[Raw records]
++++++

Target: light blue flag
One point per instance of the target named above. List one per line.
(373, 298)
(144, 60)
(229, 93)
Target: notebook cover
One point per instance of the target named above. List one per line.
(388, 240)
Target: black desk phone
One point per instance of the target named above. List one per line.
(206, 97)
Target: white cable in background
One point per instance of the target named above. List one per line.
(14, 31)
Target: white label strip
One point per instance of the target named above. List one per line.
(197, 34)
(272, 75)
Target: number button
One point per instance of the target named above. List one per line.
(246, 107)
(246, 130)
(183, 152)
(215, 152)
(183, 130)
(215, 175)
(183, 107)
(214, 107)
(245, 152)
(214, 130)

++++++

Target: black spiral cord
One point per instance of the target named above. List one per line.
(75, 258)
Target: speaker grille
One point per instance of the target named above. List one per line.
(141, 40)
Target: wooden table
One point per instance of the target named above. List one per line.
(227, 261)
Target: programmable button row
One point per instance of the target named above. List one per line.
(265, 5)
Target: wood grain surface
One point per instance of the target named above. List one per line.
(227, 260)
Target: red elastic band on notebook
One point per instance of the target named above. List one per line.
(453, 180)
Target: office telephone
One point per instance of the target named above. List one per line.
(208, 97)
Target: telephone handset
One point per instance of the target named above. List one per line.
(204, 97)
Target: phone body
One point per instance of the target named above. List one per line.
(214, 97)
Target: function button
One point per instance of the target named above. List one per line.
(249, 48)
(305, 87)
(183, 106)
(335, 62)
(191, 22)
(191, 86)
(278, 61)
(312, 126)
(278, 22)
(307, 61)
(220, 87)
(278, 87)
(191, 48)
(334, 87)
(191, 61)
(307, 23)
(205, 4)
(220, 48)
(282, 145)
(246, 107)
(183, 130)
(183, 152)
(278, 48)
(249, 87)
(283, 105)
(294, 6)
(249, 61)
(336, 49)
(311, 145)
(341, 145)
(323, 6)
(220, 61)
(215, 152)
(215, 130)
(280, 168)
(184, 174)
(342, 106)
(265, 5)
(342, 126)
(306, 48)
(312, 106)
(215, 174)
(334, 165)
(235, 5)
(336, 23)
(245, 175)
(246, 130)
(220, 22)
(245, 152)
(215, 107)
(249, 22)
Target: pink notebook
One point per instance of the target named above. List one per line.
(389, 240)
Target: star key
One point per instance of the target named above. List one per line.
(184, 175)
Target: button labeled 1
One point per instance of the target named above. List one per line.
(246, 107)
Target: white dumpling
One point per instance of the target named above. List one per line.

++++++

[Set problem] State how many lines in the records above contain the word "white". Reply with that number alone.

[Finished task] 3